O governo brasileiro engoliu mais uma imposição comercial da Argentina, uma restrição à entrada de fogões e geladeiras fabricados no Brasil. Desde o começo de janeiro a importação desses produtos está sujeita a licenças não automáticas, uma barreira destinada a retardar a liberação das mercadorias e, portanto, a dificultar e desestimular as compras. Fabricantes brasileiros têm tido problemas para exportar não só produtos da chamada linha branca, como fogões e geladeiras, mas também calçados, têxteis e eletrônicos - tudo isso sem contar os velhos problemas dos setores automobilístico e do açúcar.
A imposição da licença não automática para bens da linha branca foi uma forma de pressionar os industriais brasileiros a renovar o acordo de restrição “voluntária” de exportações. Como a proposta foi rejeitada, a barreira foi mantida, apesar do apelo apresentado ao governo argentino pelo secretário-executivo do Ministério do Desenvolvimento, Indústria e Comércio Exterior, Ivan Ramalho.
Como as autoridades argentinas mantiveram a decisão, Ramalho pediu a adoção do regime de urgência para os licenciamentos, como forma de reduzir o prazo de 60 dias para uma semana. O pedido foi feito há uma semana, em Buenos Aires, durante reunião da Comissão Bilateral de Comércio.
Segundo nota do Ministério do Desenvolvimento, divulgada em Brasília, o secretário do Comércio da Argentina, Miguel Peirano, prometeu adotar o regime em uma semana, mas essa informação não foi confirmada em Buenos Aires.
De toda forma, o governo brasileiro, ao pedir a redução do prazo de licenciamento, aceitou a restrição burocrática e passou a discutir simplesmente sua forma de aplicação. Rendeu-se mais uma vez, portanto, a uma decisão argentina sobre como deve ser conduzido o comércio entre os dois países.
Na prática, Brasília continua a aceitar o protecionismo argentino, apesar de uma ligeira mudança na retórica. O Brasil, segundo disse Ramalho em Buenos Aires, já deu sua contribuição para o reerguimento econômico do vizinho, ajudando-o a sair da crise iniciada em 1998. “Nossa posição é que já não se justificam acordos como esse (de limitação para o setor da linha branca) feitos no passado, no auge da crise argentina”, argumentou o secretário na reunião do comitê bilateral.

_Enunciado_.
Dê continuidade ao texto sobre as restrições da Argentina às exportações brasileiras, partindo da última frase apresentada acima.

_Bloco de dados_.
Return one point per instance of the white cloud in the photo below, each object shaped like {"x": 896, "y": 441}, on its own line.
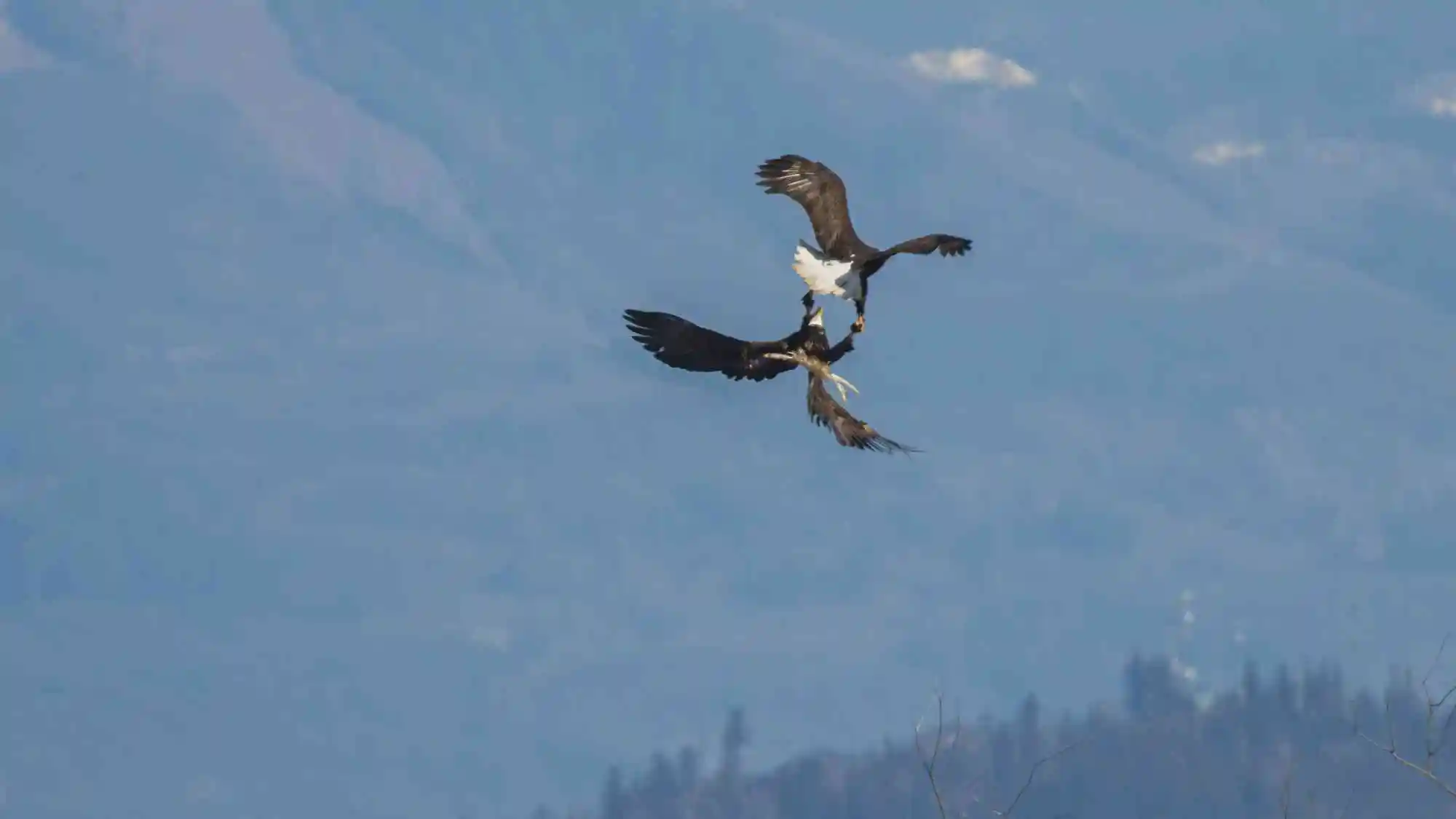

_Resposta à tarefa_.
Mas acordos como esses nunca foram justificáveis, de fato, a não ser do ponto de vista das autoridades brasileiras e do governo de Buenos Aires, empenhado em atender aos interesses da indústria argentina. Fabricantes brasileiros foram forçados, desde o começo de 2004, a aceitar esses acordos para impedir a adoção de barreiras mais danosas pelo governo argentino. As autoridades brasileiras não só aceitaram as pressões do vizinho, mas, além disso, induziram os empresários a ceder. Uma das conseqüências foi o desvio de comércio. Com a retração dos exportadores brasileiros, abriu-se espaço para o ingresso de produtos da China e de outros países no mercado argentino.
O governo brasileiro tem cedido em quase tudo, quando pressionado pelo governo de Buenos Aires, com a justificativa de preservar e fortalecer o Mercosul e promover a integração sul-americana. Com o mesmo discurso, as autoridades brasileiras têm-se deixado levar a reboque pelo presidente venezuelano Hugo Chávez e já não esboçam a mínima resistência aos desmandos e pressões do boliviano Evo Morales.
Também no começo da semana passada, em Genebra, a representação brasileira apressou-se a apoiar o governo do presidente Néstor Kirchner, quando a política argentina foi discutida e criticada na Organização Mundial do Comércio. Chile, Estados Unidos, Peru e Colômbia apontaram problemas na relação comercial com a Argentina, enquanto o Brasil preferiu, como explicou um diplomata, deixar a roupa suja para lavar em casa.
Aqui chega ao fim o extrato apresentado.